**Your task**
When you reach the records below, repeat each one exactly as written.

**Supplied material**
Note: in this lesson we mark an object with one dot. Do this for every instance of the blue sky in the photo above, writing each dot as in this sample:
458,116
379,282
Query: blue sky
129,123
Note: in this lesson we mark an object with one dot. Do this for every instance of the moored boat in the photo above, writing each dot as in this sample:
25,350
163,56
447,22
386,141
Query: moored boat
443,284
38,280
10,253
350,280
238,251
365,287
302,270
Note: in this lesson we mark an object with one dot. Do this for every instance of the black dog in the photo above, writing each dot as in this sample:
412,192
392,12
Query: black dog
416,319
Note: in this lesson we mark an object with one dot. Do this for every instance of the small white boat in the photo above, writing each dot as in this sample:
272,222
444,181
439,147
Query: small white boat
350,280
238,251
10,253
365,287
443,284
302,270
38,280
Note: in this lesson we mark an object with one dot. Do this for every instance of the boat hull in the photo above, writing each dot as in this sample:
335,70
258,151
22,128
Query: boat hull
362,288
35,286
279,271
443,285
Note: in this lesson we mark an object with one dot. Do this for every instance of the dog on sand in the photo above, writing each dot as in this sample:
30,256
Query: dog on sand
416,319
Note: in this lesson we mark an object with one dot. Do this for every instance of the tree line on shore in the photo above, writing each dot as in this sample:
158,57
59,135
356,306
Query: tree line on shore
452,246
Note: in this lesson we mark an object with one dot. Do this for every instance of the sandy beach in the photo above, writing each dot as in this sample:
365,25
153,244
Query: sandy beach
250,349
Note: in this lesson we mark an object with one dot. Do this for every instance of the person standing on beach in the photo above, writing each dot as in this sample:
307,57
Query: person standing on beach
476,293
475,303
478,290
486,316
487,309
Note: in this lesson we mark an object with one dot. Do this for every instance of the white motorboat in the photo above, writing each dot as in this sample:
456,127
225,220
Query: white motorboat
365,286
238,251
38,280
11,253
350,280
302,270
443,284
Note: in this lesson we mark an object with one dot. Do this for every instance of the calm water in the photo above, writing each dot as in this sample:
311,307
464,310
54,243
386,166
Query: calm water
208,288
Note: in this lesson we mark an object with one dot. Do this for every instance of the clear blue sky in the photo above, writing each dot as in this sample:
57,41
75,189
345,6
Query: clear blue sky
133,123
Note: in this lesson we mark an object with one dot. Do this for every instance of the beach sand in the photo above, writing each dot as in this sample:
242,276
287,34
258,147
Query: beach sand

**Exercise answer**
Note: in this lesson we mark an object with one dot. Do this for every instance of the blue sky in the photo above, writing each dot as in this sample:
458,116
379,282
Query: blue sky
129,123
Note: in this lesson we mark an object with one dot. Do this for every instance of the moored boat in the photo above, writing each dot as in this sample:
25,350
163,56
447,22
386,141
Query: moored boat
443,284
38,280
10,253
350,280
238,251
365,287
302,270
Note: in this lesson we mark an object with one dot. Do this for every instance of the black dog in the photo above, writing each dot as in this sample:
412,192
392,12
Query: black dog
416,319
Note: in this lesson we mark an object with one dot. Do this for every instance of the small white boat in the photo above, writing each dot as in this sample:
272,222
444,181
439,147
Query: small white boat
350,280
238,251
10,253
365,287
443,284
302,270
38,280
Note: in this lesson we mark an object with one dot. Do this for every instance of the boat hull in the photo above, writing each dot as in this sample:
335,70
258,151
22,128
Query: boat hull
362,288
35,286
279,271
443,285
Note: in this lesson we mark an object with one dot. Do this for every instance of the dog on sand in the photo above, writing each dot as in this sample:
30,256
Query: dog on sand
416,319
Note: in this lesson we mark an object with one dot. Do this for every instance of the tree line on shore in the photo above, writing each dot as in this sample:
158,57
59,135
356,306
Query: tree line on shore
452,246
Note: in this lesson we mark an object with one dot. Do this for every instance of the sandy beach in the photo above, writing each dot as in this sample:
365,25
153,244
Query: sandy beach
250,349
Note: in this lesson we mark an object with one dot. Do this for every instance of the person standing on beach in the photo above, writing each dot as in this sample:
307,57
Query: person standing on beach
476,293
475,303
478,290
486,316
487,309
Note: in this lesson we mark an object with one dot. Do this for every instance of the white motorboat in the photo above, writing each dot as in this sample:
456,127
225,220
Query: white motorboat
365,286
238,251
38,280
11,253
350,280
302,270
443,284
Note: in this lesson we mark an object with one dot. Do this for every instance of the calm water in the photo above, writing each dot as in this sample:
311,307
464,310
54,243
386,166
Query: calm water
208,288
Note: in this lesson we mark an object with one dot. Do this for every instance of the clear blue sky in the photo above, writing each dot as in this sample:
57,41
75,189
345,6
Query: clear blue sky
133,123
Note: in this lesson we mark an object with one dot. Do this for every instance of the beach sand in the photo above, writing each dot as in this sample:
242,276
287,34
258,147
Query: beach sand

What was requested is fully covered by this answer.